Do this> Rewrite the records between the line holding "Each instance receives one keypoint. Tag the flowing" and the line holding "<point>148,143</point>", inclusive, as a JSON list of strings with one string per line and blank lines left out.
=======
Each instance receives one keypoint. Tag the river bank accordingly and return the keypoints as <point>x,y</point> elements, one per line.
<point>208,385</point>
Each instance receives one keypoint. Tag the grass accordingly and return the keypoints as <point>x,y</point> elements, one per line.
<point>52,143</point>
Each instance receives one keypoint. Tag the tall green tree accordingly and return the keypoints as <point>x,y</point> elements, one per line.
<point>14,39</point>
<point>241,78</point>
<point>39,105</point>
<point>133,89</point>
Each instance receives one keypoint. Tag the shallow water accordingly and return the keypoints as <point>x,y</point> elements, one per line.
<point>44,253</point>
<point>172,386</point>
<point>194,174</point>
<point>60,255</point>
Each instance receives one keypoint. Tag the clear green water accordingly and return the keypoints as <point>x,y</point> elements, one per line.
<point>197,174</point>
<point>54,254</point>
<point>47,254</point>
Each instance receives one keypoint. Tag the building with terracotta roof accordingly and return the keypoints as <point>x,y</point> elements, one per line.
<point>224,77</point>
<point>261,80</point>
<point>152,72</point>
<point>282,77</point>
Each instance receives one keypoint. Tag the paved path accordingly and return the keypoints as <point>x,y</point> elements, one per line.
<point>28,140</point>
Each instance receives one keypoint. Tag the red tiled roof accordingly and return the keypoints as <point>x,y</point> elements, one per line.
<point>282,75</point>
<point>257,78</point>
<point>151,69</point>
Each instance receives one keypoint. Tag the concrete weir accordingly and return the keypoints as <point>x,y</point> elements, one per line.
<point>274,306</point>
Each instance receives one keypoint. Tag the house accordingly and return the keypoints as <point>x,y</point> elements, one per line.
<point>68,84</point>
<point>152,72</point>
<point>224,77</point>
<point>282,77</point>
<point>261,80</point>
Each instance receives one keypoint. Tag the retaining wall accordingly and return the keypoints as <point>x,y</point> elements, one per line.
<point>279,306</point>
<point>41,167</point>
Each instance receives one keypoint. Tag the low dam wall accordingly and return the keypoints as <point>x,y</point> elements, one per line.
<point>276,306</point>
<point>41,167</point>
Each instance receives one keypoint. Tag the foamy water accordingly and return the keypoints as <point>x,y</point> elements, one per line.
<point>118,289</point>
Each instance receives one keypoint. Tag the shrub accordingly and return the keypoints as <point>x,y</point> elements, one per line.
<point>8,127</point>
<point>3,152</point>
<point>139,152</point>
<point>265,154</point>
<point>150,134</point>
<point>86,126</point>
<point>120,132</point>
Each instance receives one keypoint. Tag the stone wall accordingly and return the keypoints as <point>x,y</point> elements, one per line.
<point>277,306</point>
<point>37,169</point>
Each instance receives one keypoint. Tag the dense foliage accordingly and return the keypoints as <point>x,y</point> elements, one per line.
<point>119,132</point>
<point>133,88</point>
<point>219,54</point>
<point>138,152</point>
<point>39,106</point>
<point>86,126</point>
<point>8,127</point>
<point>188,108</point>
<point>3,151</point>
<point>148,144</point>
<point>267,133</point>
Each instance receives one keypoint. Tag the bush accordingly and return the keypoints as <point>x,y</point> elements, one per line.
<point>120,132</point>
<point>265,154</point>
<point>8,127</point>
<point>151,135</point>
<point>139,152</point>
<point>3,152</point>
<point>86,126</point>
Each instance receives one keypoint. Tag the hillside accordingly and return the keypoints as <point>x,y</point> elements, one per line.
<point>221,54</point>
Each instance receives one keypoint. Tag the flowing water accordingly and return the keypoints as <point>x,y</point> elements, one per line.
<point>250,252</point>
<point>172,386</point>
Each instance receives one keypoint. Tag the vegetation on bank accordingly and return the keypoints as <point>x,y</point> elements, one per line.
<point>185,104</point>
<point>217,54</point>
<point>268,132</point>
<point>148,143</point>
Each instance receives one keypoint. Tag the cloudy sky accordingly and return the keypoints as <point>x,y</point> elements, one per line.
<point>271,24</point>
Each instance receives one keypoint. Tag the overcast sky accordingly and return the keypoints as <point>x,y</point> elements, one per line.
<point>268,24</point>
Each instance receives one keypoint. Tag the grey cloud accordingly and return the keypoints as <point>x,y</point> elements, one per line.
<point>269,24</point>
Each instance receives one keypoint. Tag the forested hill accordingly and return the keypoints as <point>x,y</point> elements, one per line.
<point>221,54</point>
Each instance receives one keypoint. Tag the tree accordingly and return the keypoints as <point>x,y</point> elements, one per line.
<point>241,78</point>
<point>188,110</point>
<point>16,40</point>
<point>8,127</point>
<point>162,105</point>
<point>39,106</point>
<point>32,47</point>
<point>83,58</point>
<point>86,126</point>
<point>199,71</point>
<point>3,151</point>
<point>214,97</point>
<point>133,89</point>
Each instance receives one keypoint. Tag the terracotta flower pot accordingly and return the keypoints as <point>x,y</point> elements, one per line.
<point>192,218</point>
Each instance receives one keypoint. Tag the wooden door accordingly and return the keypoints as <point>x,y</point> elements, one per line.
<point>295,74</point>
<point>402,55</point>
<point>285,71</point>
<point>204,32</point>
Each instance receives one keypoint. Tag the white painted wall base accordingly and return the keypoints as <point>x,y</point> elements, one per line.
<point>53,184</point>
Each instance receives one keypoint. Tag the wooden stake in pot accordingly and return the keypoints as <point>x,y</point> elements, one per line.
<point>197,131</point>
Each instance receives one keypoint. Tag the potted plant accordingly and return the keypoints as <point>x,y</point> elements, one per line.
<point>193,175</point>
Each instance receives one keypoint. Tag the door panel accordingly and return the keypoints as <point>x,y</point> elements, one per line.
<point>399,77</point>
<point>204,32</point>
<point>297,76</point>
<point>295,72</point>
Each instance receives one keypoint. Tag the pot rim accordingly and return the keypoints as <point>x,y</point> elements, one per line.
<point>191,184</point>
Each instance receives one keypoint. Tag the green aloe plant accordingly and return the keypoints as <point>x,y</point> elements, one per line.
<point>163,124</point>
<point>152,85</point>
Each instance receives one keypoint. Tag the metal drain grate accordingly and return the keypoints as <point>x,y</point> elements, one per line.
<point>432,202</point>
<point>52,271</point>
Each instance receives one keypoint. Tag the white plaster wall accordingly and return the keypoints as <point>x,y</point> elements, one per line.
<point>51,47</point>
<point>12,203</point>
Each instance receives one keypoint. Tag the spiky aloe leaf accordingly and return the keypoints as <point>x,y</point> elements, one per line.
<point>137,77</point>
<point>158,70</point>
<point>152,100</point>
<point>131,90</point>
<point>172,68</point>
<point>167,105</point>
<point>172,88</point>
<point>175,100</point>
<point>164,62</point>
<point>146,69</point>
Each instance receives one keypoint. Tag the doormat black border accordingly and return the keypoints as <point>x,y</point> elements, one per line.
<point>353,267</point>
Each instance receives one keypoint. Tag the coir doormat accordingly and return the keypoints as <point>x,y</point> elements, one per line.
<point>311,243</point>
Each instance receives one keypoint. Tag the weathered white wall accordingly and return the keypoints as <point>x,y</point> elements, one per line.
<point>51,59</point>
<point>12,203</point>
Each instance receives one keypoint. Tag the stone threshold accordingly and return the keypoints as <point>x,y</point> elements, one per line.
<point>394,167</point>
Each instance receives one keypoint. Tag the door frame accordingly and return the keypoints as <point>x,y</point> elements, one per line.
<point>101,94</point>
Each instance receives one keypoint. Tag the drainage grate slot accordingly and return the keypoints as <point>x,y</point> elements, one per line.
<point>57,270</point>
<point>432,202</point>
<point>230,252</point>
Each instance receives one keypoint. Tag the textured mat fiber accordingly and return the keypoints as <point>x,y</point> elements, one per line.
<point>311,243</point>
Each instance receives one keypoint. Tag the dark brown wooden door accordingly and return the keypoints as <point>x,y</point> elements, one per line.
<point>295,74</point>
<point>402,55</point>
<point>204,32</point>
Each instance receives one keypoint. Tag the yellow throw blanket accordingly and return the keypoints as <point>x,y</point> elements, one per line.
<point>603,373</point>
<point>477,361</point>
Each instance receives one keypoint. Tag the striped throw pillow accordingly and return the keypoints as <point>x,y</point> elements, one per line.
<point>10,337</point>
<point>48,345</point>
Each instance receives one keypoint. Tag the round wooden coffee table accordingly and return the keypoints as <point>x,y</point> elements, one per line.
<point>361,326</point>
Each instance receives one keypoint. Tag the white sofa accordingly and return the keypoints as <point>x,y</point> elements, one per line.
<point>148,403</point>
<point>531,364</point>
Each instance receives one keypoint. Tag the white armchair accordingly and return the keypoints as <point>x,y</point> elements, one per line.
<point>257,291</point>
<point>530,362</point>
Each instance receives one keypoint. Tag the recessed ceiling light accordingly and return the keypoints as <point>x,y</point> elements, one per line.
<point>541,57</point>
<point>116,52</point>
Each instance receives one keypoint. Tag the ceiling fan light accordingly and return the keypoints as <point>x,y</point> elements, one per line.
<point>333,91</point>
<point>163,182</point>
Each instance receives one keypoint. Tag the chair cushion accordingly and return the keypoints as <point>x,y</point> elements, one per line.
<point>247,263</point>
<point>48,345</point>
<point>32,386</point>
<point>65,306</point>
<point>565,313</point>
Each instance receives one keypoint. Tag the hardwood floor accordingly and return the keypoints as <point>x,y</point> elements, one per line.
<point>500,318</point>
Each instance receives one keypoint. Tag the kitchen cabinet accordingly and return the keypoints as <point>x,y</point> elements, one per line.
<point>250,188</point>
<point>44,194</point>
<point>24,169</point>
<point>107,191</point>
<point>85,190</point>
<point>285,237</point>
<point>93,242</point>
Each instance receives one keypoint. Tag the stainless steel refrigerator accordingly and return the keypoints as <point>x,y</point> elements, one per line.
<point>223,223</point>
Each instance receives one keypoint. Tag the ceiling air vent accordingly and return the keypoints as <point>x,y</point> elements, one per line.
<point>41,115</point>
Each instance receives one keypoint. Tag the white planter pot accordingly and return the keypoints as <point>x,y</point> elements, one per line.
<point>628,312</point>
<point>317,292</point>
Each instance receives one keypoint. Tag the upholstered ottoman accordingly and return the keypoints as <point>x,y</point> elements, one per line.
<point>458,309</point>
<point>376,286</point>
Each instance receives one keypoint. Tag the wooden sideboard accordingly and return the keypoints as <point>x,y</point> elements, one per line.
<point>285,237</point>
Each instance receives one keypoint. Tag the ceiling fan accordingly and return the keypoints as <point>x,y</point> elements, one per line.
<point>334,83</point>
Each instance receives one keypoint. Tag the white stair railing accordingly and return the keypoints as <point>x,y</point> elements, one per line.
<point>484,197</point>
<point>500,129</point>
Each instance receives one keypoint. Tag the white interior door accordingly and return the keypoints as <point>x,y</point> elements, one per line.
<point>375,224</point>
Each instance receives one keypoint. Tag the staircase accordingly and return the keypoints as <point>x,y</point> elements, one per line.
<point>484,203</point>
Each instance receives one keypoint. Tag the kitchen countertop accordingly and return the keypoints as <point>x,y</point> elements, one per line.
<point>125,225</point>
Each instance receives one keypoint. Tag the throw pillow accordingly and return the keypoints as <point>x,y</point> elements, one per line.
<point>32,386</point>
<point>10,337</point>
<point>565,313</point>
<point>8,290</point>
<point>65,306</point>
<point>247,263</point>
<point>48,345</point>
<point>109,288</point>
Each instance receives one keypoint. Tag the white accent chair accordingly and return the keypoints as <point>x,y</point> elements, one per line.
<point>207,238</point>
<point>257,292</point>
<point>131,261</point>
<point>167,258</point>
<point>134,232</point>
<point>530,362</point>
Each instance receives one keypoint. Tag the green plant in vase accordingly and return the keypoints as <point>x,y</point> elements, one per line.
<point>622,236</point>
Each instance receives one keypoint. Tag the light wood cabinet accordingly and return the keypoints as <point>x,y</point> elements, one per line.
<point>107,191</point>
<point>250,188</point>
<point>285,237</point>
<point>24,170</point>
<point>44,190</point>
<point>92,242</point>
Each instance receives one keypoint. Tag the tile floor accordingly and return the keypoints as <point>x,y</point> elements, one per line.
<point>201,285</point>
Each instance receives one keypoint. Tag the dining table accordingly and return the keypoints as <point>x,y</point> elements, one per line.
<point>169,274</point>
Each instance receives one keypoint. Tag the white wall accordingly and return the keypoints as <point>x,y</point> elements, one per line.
=======
Full answer>
[
  "Each instance receives one keypoint. Tag the flowing water accordingly and return the keypoints as <point>x,y</point> elements, one per line.",
  "<point>250,252</point>",
  "<point>172,386</point>",
  "Each instance receives one keypoint. Tag the vegetation on bank accordingly and return the keypoints as <point>x,y</point> elements, one per line.",
  "<point>185,104</point>",
  "<point>217,54</point>",
  "<point>268,132</point>",
  "<point>148,143</point>"
]